Exercise –
Count the lines in the material below that contain the string "rough", treating uppercase and lowercase as different, and reply with the number alone.
───── Data extract ─────
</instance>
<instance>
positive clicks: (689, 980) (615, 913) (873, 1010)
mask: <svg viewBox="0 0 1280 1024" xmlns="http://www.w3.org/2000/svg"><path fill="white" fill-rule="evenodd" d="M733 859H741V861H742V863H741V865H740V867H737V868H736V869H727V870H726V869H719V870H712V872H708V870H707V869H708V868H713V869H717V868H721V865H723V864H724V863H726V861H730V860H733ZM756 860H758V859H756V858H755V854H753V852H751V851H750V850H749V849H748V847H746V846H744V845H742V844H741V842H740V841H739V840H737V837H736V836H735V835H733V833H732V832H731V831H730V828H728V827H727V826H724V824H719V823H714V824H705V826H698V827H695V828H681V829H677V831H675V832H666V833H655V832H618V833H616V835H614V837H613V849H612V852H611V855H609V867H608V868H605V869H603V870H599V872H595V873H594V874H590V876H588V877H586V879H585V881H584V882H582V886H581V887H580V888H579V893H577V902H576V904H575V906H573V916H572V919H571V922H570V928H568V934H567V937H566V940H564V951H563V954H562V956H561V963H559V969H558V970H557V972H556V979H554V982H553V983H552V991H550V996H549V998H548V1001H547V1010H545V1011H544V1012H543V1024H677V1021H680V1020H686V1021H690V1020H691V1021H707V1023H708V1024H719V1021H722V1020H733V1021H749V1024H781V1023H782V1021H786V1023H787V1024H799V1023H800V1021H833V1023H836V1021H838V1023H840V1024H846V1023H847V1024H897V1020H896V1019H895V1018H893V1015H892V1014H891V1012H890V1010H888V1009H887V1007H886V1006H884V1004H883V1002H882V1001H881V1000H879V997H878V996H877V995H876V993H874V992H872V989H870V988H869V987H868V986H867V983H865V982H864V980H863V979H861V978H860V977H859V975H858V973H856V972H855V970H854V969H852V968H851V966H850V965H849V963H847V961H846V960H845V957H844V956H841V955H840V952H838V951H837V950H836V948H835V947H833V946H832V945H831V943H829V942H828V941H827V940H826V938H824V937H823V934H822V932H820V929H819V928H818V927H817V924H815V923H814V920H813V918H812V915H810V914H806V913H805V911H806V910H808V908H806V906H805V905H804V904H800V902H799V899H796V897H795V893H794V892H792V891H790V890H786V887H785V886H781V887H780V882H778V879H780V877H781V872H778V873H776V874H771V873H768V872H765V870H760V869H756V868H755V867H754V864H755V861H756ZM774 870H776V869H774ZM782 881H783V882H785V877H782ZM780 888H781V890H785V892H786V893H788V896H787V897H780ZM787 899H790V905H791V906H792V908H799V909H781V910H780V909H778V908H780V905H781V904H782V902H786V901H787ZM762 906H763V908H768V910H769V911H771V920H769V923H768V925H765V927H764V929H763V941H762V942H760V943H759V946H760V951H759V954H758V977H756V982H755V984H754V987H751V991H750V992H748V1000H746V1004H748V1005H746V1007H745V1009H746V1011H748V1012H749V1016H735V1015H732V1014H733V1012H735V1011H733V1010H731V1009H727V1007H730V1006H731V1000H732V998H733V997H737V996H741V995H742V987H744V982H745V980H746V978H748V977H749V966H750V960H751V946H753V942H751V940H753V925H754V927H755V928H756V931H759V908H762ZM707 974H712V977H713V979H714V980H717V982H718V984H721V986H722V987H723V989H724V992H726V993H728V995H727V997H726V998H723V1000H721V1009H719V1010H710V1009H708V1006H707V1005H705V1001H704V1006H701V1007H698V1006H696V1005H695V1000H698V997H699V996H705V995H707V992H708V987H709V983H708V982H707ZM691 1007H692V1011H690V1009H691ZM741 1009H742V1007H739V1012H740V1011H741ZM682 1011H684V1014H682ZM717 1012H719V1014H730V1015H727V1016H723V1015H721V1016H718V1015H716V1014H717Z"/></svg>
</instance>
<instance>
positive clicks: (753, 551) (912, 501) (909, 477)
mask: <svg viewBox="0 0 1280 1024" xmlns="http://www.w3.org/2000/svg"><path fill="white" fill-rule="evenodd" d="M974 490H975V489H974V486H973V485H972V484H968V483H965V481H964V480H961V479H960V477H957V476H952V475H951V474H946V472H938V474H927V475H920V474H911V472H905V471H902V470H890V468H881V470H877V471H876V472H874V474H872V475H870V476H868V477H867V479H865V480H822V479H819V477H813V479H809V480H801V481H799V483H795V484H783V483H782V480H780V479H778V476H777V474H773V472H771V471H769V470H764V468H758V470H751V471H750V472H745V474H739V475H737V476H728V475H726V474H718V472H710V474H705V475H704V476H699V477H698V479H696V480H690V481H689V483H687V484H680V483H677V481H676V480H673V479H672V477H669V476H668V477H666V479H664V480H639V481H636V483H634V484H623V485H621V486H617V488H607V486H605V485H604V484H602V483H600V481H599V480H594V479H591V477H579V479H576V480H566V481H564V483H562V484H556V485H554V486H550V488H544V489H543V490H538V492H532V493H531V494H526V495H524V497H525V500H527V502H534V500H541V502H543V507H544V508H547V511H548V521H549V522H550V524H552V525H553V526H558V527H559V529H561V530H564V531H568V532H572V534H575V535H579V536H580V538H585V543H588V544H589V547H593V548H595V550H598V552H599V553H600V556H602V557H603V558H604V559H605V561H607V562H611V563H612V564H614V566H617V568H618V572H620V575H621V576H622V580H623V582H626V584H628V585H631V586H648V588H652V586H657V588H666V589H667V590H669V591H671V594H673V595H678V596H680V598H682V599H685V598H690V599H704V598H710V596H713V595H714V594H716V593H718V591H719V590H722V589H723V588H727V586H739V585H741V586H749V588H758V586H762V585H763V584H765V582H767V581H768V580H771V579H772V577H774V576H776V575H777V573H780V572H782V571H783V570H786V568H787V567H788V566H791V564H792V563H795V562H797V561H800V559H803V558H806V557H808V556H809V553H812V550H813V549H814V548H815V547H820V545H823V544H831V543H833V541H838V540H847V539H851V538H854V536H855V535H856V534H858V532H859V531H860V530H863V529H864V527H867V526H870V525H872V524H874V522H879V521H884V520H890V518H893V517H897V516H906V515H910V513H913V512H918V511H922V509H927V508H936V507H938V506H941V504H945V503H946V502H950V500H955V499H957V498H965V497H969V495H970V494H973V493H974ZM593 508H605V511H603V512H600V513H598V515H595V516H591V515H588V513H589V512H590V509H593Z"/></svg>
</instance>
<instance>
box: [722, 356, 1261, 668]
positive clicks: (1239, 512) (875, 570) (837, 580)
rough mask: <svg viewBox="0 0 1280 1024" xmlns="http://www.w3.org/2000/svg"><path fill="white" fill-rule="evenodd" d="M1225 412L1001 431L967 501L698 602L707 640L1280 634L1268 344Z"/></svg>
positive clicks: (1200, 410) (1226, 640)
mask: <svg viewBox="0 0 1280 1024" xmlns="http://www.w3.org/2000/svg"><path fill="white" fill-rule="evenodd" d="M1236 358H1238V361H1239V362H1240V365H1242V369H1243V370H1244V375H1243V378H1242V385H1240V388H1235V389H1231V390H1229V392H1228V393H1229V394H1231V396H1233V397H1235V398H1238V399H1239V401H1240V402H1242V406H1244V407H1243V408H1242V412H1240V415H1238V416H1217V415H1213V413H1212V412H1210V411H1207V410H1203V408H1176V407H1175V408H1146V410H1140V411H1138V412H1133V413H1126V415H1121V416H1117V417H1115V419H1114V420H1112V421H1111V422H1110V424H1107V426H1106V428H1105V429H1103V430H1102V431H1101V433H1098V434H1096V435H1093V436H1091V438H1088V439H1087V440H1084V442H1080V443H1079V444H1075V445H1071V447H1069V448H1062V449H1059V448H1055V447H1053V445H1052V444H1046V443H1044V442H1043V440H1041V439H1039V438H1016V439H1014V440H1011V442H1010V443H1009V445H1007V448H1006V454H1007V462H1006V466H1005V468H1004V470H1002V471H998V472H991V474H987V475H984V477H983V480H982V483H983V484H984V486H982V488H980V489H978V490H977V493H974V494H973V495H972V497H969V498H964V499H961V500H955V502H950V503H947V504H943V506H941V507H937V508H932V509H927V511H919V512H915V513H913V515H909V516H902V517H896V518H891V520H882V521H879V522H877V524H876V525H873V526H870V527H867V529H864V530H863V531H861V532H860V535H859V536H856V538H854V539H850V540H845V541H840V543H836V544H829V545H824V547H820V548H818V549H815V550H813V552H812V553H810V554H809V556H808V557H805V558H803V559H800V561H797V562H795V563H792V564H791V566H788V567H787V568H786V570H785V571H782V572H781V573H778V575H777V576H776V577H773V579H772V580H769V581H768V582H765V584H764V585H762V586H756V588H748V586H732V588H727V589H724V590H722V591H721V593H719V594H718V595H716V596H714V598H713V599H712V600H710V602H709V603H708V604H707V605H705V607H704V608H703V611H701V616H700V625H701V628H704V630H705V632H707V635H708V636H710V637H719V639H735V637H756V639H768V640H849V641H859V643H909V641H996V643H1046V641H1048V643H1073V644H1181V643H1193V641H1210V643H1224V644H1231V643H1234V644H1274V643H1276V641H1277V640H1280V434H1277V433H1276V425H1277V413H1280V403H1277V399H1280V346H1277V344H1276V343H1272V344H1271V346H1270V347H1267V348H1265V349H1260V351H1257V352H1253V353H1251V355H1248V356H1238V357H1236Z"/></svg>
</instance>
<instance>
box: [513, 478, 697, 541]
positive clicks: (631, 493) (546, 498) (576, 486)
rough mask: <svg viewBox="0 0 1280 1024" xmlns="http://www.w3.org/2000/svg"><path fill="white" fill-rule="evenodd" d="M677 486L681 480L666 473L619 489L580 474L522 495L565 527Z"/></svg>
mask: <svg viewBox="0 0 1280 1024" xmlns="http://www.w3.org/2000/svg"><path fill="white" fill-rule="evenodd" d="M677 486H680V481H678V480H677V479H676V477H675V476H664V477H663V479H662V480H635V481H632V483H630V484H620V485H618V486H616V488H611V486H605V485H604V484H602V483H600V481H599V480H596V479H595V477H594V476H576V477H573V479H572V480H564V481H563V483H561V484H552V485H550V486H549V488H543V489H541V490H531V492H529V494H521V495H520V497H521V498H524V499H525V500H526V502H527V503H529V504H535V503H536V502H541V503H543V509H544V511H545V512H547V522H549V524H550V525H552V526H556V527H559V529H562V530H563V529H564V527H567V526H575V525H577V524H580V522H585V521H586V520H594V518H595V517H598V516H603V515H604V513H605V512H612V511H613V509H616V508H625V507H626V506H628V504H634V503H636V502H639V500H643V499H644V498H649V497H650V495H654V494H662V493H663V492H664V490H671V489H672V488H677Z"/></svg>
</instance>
─────
Solved problem –
2